◆ TRY IT
Every entry should be transcribed word for word, so that nothing is missing.
──────────────────────────────
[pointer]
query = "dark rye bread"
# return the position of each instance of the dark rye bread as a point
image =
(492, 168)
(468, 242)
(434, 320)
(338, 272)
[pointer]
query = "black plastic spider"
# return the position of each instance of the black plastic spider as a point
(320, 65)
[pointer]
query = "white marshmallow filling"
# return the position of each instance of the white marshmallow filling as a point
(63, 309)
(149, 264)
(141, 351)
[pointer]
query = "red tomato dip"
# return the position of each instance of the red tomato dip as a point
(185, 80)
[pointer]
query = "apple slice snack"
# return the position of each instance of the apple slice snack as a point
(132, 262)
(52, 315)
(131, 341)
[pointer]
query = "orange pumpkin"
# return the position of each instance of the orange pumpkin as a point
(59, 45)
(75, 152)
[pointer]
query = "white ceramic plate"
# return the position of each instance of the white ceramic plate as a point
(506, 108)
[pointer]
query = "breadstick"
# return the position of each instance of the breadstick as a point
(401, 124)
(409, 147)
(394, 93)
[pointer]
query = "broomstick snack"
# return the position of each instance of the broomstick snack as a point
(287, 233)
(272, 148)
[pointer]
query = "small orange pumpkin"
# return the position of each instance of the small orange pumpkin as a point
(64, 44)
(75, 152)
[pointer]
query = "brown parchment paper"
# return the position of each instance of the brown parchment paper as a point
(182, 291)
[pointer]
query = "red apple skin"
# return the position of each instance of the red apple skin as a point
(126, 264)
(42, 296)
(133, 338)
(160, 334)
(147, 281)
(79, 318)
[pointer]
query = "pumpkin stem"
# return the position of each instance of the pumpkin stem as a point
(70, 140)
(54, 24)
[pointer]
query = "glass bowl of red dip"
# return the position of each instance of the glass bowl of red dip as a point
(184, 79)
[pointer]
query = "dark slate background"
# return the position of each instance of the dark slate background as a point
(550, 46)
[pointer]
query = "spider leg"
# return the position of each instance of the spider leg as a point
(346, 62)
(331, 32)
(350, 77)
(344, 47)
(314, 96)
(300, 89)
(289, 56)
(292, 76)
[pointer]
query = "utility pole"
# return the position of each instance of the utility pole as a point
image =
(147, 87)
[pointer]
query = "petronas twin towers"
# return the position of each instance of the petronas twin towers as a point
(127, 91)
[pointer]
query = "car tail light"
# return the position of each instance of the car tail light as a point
──────────────────────────────
◆ OUTPUT
[pointer]
query = "dark rye bread"
# return the position of each instance of the dark rye bread as a point
image =
(492, 168)
(468, 242)
(434, 320)
(338, 272)
[pointer]
query = "black plastic spider"
# return the position of each instance of the black plastic spider as a point
(320, 65)
[pointer]
query = "white marshmallow filling"
# return the position of each instance of the white marshmallow filling as a point
(63, 309)
(149, 264)
(141, 351)
[pointer]
query = "red tomato dip"
# return the position of each instance of the red tomato dip as a point
(185, 80)
[pointer]
query = "apple slice snack"
# return the position of each instance of the apple slice snack as a point
(132, 262)
(52, 315)
(131, 341)
[pointer]
query = "orange pumpkin"
# return the position of each instance of the orange pumpkin as a point
(59, 45)
(75, 152)
[pointer]
query = "white ceramic plate"
# return the position of each instance of the white ceramic plate as a point
(506, 108)
[pointer]
query = "breadstick"
# return the position of each instance of the breadstick as a point
(401, 124)
(409, 147)
(394, 93)
[pointer]
query = "broomstick snack"
# return the position of each instance of the broomstick snack as a point
(287, 233)
(272, 148)
[pointer]
query = "small orange pumpkin"
# return the position of each instance of the small orange pumpkin as a point
(64, 44)
(75, 152)
[pointer]
query = "brown parchment paper"
# return the position of each instance of the brown parchment paper as a point
(182, 291)
[pointer]
query = "red apple skin"
# return the position of each instance of the red apple skin as a point
(126, 264)
(42, 296)
(133, 338)
(160, 334)
(147, 281)
(79, 318)
[pointer]
query = "pumpkin stem"
# return the position of each instance of the pumpkin stem as a point
(70, 140)
(54, 24)
[pointer]
query = "glass bowl of red dip"
# return the position of each instance of the glass bowl of red dip as a point
(184, 79)
[pointer]
query = "dark slate background"
# return the position of each instance of the dark slate background as a point
(550, 46)
[pointer]
query = "spider leg"
# return the position of each instance of the spider leg as a point
(346, 62)
(331, 32)
(350, 77)
(344, 47)
(314, 96)
(300, 89)
(289, 56)
(292, 76)
[pointer]
query = "utility pole"
# return the position of each instance of the utility pole as a point
image =
(147, 87)
[pointer]
query = "petronas twin towers"
# return the position of each instance of the petronas twin towers as a point
(127, 91)
[pointer]
query = "car tail light"
# return the position of each instance of the car tail light as a point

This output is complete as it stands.